#### Excerpt provided
☆ ☆ ☆

Although the Parental Bereavement (Leave and Pay) Act was passed in 2018, the detail of how the new "day one" right will operate in practice was always intended to be contained in Regulations. The Parental Bereavement Leave Regulations 2020 have now been published in draft and are expected to apply if a child under the age of 18 dies, or is still-born after the 24th week of pregnancy, on or after 6 April 2020.

As expected, the Regulations take a wide approach to who will be entitled to leave. Employees who are a child's biological parents or adopters are obviously covered, as are the intended parents in a surrogacy arrangement, a biological parent's partner and "parents in fact", such as foster parents.

☆ ☆ ☆

#### Information
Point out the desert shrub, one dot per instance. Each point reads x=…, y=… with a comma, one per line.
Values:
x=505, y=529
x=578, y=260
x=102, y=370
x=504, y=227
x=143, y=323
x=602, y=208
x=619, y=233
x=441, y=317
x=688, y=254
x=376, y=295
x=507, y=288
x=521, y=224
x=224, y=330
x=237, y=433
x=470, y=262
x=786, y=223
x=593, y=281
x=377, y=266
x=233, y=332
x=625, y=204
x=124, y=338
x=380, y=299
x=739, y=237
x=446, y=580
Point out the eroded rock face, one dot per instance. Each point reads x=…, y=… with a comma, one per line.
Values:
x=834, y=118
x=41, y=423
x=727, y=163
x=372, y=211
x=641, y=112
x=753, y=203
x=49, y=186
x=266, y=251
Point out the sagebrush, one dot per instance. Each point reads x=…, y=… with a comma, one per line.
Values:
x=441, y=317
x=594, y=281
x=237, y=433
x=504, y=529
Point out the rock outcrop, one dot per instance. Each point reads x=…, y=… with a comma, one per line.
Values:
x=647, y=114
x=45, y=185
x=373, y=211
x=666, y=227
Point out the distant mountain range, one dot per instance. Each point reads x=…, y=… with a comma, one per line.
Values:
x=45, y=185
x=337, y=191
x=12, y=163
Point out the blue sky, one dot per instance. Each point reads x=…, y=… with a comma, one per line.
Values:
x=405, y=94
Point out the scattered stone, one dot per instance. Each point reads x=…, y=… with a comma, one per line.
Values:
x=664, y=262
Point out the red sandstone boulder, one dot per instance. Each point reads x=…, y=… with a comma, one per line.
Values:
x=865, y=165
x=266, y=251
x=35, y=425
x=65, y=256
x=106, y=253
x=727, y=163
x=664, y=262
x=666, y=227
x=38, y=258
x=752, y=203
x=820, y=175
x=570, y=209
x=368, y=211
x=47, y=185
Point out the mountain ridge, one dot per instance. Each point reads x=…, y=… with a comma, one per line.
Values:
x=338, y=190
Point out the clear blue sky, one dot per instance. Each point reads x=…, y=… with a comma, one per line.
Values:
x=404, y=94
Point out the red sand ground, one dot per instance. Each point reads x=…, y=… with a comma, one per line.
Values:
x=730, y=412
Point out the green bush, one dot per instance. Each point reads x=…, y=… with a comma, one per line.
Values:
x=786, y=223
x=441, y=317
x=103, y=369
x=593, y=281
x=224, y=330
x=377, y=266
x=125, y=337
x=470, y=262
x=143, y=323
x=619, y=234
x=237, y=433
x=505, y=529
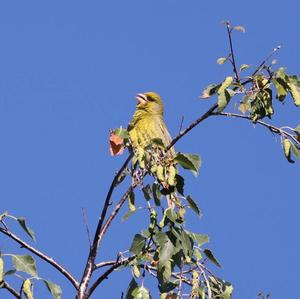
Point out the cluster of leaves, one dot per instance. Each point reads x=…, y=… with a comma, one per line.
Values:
x=255, y=94
x=23, y=266
x=172, y=254
x=166, y=249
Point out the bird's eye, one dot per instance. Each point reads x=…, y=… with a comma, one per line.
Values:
x=150, y=99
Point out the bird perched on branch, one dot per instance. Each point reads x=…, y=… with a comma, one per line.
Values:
x=148, y=123
x=150, y=137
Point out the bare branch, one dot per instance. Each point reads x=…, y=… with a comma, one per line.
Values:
x=229, y=32
x=41, y=255
x=208, y=113
x=272, y=128
x=94, y=249
x=105, y=275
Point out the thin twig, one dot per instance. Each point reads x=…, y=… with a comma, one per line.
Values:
x=181, y=124
x=229, y=31
x=194, y=124
x=86, y=226
x=6, y=286
x=105, y=275
x=41, y=255
x=272, y=128
x=94, y=249
x=261, y=65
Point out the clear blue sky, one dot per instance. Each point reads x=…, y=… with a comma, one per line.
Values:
x=69, y=71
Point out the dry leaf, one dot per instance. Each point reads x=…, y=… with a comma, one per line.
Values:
x=116, y=145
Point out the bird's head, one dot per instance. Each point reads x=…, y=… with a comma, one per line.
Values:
x=150, y=102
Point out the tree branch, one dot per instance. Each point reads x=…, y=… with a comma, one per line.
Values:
x=10, y=289
x=229, y=31
x=41, y=255
x=208, y=113
x=94, y=249
x=115, y=265
x=272, y=128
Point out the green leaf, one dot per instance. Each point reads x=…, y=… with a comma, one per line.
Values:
x=220, y=288
x=25, y=263
x=224, y=98
x=211, y=257
x=294, y=88
x=121, y=133
x=147, y=192
x=210, y=90
x=138, y=244
x=164, y=272
x=27, y=229
x=287, y=149
x=131, y=287
x=1, y=269
x=166, y=249
x=281, y=88
x=180, y=184
x=167, y=287
x=141, y=293
x=54, y=289
x=199, y=238
x=193, y=205
x=27, y=289
x=189, y=161
x=171, y=215
x=186, y=244
x=156, y=193
x=244, y=67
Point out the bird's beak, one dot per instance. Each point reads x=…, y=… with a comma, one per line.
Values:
x=141, y=98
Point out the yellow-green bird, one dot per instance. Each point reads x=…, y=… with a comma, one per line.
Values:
x=148, y=123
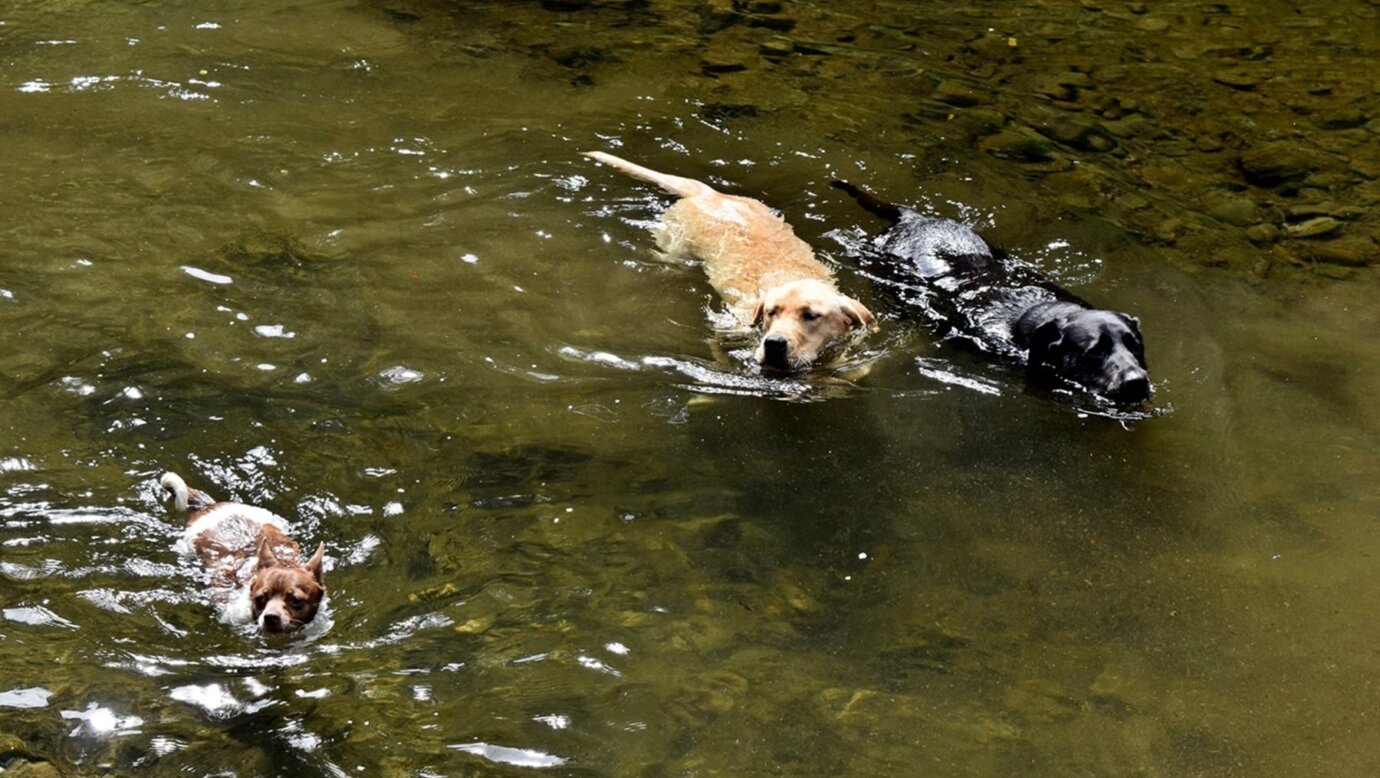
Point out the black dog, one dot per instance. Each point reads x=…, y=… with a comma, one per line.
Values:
x=969, y=291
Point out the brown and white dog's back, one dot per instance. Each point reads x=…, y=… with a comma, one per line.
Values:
x=255, y=567
x=754, y=260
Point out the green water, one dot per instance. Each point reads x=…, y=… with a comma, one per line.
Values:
x=344, y=261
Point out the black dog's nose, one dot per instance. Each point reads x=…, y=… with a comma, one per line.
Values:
x=1133, y=389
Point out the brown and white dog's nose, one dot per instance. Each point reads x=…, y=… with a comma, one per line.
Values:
x=774, y=349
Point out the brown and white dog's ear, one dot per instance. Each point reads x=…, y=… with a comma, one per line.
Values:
x=313, y=564
x=859, y=315
x=267, y=556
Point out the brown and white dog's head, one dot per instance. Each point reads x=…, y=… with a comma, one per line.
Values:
x=802, y=319
x=283, y=592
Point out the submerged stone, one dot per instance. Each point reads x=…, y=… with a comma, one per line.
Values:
x=1277, y=163
x=1313, y=228
x=1348, y=251
x=957, y=93
x=1019, y=145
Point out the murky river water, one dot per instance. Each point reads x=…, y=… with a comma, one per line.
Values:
x=342, y=260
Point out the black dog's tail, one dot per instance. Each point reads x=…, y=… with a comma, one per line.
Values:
x=888, y=211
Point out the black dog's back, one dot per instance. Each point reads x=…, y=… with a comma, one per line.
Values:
x=968, y=290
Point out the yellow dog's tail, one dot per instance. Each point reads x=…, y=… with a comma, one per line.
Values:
x=185, y=498
x=674, y=184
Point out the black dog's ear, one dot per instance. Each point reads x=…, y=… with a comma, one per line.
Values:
x=1139, y=345
x=1043, y=340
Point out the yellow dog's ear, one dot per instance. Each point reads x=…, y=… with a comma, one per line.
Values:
x=859, y=315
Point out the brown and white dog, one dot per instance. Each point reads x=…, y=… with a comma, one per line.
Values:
x=766, y=275
x=255, y=569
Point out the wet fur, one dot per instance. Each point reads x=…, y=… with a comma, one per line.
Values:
x=767, y=276
x=250, y=555
x=970, y=291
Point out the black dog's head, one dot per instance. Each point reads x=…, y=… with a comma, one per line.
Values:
x=1100, y=351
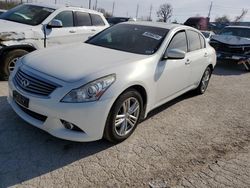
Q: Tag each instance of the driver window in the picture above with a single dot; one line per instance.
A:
(66, 17)
(179, 41)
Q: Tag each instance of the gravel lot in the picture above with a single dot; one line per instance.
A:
(193, 141)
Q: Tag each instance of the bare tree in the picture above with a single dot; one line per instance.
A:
(105, 13)
(165, 12)
(222, 19)
(241, 16)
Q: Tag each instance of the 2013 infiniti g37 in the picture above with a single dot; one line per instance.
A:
(105, 86)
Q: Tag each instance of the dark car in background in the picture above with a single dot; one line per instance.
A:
(233, 44)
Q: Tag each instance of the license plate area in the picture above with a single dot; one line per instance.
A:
(20, 99)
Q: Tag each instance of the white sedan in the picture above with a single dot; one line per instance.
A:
(105, 86)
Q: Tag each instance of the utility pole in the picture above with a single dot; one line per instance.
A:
(137, 11)
(89, 4)
(150, 12)
(210, 9)
(113, 9)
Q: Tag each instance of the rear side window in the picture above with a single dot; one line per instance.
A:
(97, 20)
(194, 40)
(83, 19)
(179, 41)
(66, 17)
(203, 44)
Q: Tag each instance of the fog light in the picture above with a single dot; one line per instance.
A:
(71, 126)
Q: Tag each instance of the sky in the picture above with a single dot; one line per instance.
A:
(182, 9)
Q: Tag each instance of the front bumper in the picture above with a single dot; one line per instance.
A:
(89, 117)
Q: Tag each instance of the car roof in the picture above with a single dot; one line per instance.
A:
(61, 6)
(159, 24)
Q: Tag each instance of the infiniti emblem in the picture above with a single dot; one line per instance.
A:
(25, 82)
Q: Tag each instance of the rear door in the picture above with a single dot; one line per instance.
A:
(198, 55)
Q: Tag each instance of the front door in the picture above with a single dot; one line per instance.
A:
(173, 75)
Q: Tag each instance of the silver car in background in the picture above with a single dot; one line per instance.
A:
(105, 86)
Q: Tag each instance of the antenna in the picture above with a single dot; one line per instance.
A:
(89, 4)
(137, 10)
(150, 12)
(210, 9)
(113, 8)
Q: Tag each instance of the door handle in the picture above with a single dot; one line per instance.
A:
(187, 62)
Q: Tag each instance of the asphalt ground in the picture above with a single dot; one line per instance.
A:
(192, 141)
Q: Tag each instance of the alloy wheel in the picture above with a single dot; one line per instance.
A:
(127, 116)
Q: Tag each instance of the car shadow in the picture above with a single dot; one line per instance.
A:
(229, 69)
(27, 152)
(163, 107)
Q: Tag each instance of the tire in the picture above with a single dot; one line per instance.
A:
(9, 61)
(118, 129)
(201, 89)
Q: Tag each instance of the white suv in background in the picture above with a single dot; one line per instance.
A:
(29, 27)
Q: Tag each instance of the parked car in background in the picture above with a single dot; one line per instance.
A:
(208, 35)
(29, 27)
(233, 44)
(116, 20)
(200, 23)
(2, 11)
(115, 79)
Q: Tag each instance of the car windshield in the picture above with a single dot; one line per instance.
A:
(240, 32)
(131, 38)
(27, 14)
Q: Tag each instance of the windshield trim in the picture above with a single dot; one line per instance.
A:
(16, 21)
(124, 50)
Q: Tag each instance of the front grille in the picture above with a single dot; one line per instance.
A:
(33, 114)
(33, 85)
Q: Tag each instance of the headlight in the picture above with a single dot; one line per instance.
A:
(91, 91)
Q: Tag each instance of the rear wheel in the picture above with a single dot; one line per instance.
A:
(124, 116)
(9, 62)
(201, 89)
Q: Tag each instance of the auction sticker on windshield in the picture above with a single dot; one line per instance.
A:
(152, 35)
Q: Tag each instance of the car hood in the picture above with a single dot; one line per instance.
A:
(231, 40)
(71, 63)
(12, 30)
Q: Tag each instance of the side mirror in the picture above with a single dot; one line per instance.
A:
(55, 24)
(174, 54)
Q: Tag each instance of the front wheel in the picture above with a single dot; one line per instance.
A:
(9, 62)
(201, 89)
(123, 116)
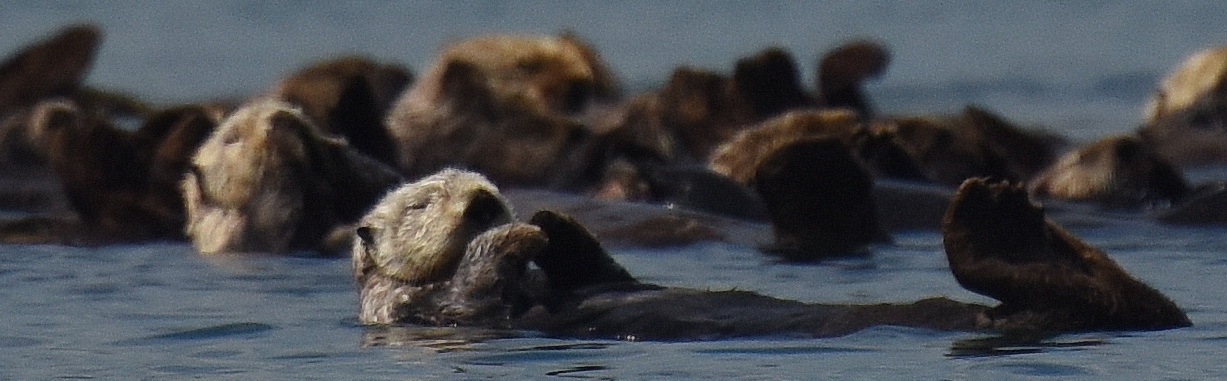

☆ ☆ ☆

#### What the task asks
Carry on the piece about the Parental Bereavement Leave Regulations 2020 from its last sentence.

#### Result of this task
Employees are entitled either to one or two weeks' leave, which must be taken within 56 weeks of a child's death. An employee does not have to take two weeks' leave consecutively. Minimal notice requirements apply to leave taken in the eight week period immediately after a child's death – the employee  has to inform the employer that they are taking parental bereavement leave and how long for before they are due to start work on the day that they want their leave to start. If the employee wants to take leave outside that eight week period they have to give their employer one week's notice.

During leave an employee is entitled to all their existing terms and conditions of employment except in relation to remuneration. Generally an employee is entitled to return to the same job after any period of bereavement leave and the usual rights not to be subjected to a detriment or to be dismissed for taking family related leave apply.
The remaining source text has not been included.